(Stored dataset items)
- - - -
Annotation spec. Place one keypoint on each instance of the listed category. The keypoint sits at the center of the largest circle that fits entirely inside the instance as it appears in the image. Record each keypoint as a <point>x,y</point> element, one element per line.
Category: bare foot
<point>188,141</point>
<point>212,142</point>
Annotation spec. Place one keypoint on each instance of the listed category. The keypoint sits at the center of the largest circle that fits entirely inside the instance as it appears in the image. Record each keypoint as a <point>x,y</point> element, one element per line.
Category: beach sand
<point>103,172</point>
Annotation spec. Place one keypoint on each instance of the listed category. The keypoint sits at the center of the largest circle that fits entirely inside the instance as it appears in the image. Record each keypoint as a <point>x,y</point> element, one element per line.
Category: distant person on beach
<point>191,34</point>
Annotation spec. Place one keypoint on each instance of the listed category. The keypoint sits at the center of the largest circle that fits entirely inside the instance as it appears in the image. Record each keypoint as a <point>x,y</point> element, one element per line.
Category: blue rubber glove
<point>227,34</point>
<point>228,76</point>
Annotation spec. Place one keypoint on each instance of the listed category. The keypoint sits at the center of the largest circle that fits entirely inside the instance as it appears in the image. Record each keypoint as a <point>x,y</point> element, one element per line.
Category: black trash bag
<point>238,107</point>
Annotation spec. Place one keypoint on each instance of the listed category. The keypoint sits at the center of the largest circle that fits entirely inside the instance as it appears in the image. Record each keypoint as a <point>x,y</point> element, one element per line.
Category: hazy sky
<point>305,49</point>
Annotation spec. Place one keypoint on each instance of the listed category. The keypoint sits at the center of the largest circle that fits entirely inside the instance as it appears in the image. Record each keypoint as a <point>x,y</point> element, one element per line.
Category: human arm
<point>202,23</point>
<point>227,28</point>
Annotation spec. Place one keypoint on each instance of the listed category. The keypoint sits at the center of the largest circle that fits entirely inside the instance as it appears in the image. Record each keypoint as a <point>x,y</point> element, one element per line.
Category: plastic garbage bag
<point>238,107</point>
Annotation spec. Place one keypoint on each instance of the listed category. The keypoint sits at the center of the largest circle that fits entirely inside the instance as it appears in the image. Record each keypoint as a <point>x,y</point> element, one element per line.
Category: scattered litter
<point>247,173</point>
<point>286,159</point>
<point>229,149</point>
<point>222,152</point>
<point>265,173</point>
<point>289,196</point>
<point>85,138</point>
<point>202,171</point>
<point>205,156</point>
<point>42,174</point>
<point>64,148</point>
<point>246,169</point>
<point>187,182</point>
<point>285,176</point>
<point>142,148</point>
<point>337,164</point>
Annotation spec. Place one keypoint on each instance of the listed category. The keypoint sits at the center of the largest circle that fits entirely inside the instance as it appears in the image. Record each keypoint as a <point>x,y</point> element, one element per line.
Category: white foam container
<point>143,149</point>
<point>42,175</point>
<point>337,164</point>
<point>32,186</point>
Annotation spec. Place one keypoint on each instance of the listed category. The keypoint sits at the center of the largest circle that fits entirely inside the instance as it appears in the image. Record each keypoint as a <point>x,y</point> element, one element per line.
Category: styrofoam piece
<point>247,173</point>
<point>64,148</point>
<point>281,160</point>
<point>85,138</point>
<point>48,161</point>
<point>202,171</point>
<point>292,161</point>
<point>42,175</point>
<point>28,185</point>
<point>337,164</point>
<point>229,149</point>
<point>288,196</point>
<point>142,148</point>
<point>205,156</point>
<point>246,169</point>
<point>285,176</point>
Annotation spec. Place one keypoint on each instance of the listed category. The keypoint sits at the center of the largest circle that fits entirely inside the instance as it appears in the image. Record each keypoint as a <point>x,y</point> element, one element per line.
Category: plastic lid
- - - -
- WHAT YOU WILL DO -
Restate each entry above word for word.

- OUTPUT OF THE TASK -
Annotation spec. Place one keypoint on each instance of the listed category. The keypoint sits at the center of the largest circle that fits entirely inside the instance as it appears in the image. Record each keypoint as a <point>x,y</point> element, one element per line.
Category: bare foot
<point>188,141</point>
<point>212,142</point>
Annotation spec. Place one keypoint on each instance of the listed category. The keypoint sits at the center of the largest circle that fits entirely inside the instance as it appears in the image. Record each keypoint as a <point>x,y</point> element, one element per line.
Category: beach sand
<point>103,172</point>
Annotation spec. Place one keypoint on each instance of the listed category. The keypoint sits at the center of the largest circle that fits entirely inside the instance as it appears in the image. Record each keypoint as a <point>x,y</point> element, one element per line.
Category: distant person on beach
<point>191,34</point>
Annotation spec. Place one keypoint on each instance of the listed category. The keypoint sits at the center of the largest circle that fits entirely inside the instance as it appears in the image. Record each keypoint as a <point>x,y</point> element, one element per line.
Category: blue rubber glove
<point>227,34</point>
<point>228,76</point>
Annotation spec. Place one keypoint on each instance of the listed category. The keypoint sits at the center of the largest circle that fits entirely inside the instance as it appears in the image. Record each keypoint as a <point>x,y</point> element, one element per line.
Category: black trash bag
<point>238,107</point>
Annotation spec. Place one keypoint on each instance of the listed category. The keypoint sits at the center of the largest circle that fits entirely inside the instance as it appears in the image. Record each keypoint as a <point>x,y</point> element, one element per line.
Category: hazy sky
<point>305,49</point>
Annotation spec. Place one keypoint on each instance of the listed category. The keypoint sits at the center of the largest circle that fits entirely inside the instance as it appears in the image. Record each keypoint as a <point>x,y</point> element, one element per line.
Category: human arm
<point>202,23</point>
<point>227,28</point>
Annotation spec. Place one keypoint on each instance of the listed category. The keypoint sits at the center of the largest circle that fits entirely inside the instance as it appears in the image. Record each keypoint as a <point>x,y</point> element, one element per line.
Category: plastic garbage bag
<point>238,107</point>
Annotation spec. Place one keypoint on each instance of the listed category. The keypoint sits at the center of the largest circle that fits entirely inside the instance as it appears in the image. Record each keypoint as a <point>x,y</point> element, one element per line.
Category: scattered litter
<point>247,173</point>
<point>286,159</point>
<point>229,149</point>
<point>222,152</point>
<point>265,173</point>
<point>289,196</point>
<point>85,138</point>
<point>202,171</point>
<point>205,156</point>
<point>42,174</point>
<point>64,148</point>
<point>246,169</point>
<point>187,182</point>
<point>285,176</point>
<point>142,148</point>
<point>337,164</point>
Annotation spec. Place one keypoint on each instance of the listed category. The keypoint sits at the center of the largest circle that fits entirely inside the instance as it appears in the image. Record each keypoint as a <point>x,y</point> element, one element per line.
Category: white foam container
<point>143,149</point>
<point>42,175</point>
<point>337,164</point>
<point>32,186</point>
Annotation spec. Place one keypoint on each instance of the listed category. The keypoint sits at the center of the largest circle that fits entirely inside the instance as it appears in the image. Record each keypoint as a <point>x,y</point> element, one element per line.
Category: styrofoam piece
<point>247,173</point>
<point>64,148</point>
<point>281,160</point>
<point>85,138</point>
<point>48,161</point>
<point>202,171</point>
<point>292,161</point>
<point>42,175</point>
<point>28,185</point>
<point>337,164</point>
<point>229,149</point>
<point>288,196</point>
<point>142,148</point>
<point>205,156</point>
<point>246,169</point>
<point>285,176</point>
Annotation spec. Place one keypoint on each instance of the listed category. The keypoint sits at the center of the largest circle that fits entirely inside the instance as it appears in the image. Record each keypoint as a <point>x,y</point> element, one element per line.
Category: plastic lid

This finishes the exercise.